▶ [SET TASK] Convert the data below into a Markdown table with the columns Row and Line. Give each line its own numbered row, and skip any blank lines.

[Items listed in a dataset]
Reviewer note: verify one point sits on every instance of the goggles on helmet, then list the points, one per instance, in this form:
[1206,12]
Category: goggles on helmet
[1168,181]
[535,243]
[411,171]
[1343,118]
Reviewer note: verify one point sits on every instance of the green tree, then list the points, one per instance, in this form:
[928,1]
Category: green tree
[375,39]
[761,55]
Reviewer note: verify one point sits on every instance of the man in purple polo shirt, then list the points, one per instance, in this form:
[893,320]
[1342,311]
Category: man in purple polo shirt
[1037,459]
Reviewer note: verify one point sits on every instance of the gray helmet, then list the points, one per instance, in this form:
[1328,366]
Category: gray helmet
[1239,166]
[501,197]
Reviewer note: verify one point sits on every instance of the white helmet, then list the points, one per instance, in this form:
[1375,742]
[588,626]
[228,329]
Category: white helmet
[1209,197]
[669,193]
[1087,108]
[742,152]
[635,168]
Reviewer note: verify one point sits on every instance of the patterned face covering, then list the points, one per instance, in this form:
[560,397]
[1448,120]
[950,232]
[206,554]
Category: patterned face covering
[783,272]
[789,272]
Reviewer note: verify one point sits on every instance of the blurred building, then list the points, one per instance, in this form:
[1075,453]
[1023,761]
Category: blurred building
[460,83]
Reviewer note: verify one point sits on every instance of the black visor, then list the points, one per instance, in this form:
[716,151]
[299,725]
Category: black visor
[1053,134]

▶ [FINAL RESULT]
| Row | Line |
|---|---|
| 1 | Reviewer note: verify one point sits on every instance of the goggles on helmet, then list the points, one per instance, in this form: |
| 2 | [1206,12] |
| 3 | Category: goggles on helmet |
| 4 | [1168,181] |
| 5 | [535,243] |
| 6 | [411,171] |
| 7 | [1343,118] |
| 8 | Reviewer note: verify one point sits on every instance of the green tree, then list the points, one per instance, in this form: |
| 9 | [928,1] |
| 10 | Category: green tree |
| 11 | [375,39] |
| 12 | [761,55] |
| 13 | Reviewer note: verify one point sits on every instance of the man in purple polo shirt, then list the points, one per instance, in this form: |
| 14 | [893,320] |
| 15 | [1342,311] |
| 16 | Category: man in purple polo shirt |
| 17 | [1037,459] |
| 18 | Reviewer note: verify one point sits on every instance of the gray helmet, then list the points, one per instance, in this form: |
| 19 | [1328,366] |
| 20 | Category: gray helmet |
| 21 | [1239,166] |
| 22 | [501,197] |
| 23 | Reviewer note: verify one point sits on every instance of the white helmet, then list the points, one per instance, in this form: |
| 24 | [1375,742] |
| 25 | [588,626] |
| 26 | [228,329] |
| 27 | Category: white helmet |
| 28 | [1209,197] |
| 29 | [669,193] |
| 30 | [1087,108] |
| 31 | [742,152] |
| 32 | [635,168] |
| 33 | Reviewer note: verify one point sits on every instance of the patterned face covering, then list the points, one per instance, in this form: |
| 34 | [560,397] |
| 35 | [1448,120] |
| 36 | [950,232] |
| 37 | [206,554] |
| 38 | Category: patterned face covering |
| 39 | [783,272] |
| 40 | [789,272] |
| 41 | Reviewer note: verify one point sits on every instance of the blurred building, then list the points, one per instance, in this form: |
| 42 | [1075,453] |
| 43 | [1023,761] |
| 44 | Category: blurred building |
| 45 | [460,83] |
| 46 | Reviewer note: verify one point sits on every instance of the black visor, then list the points, one per instance, in this form: |
| 47 | [716,151] |
| 48 | [299,725] |
| 49 | Category: black visor |
| 50 | [1053,134] |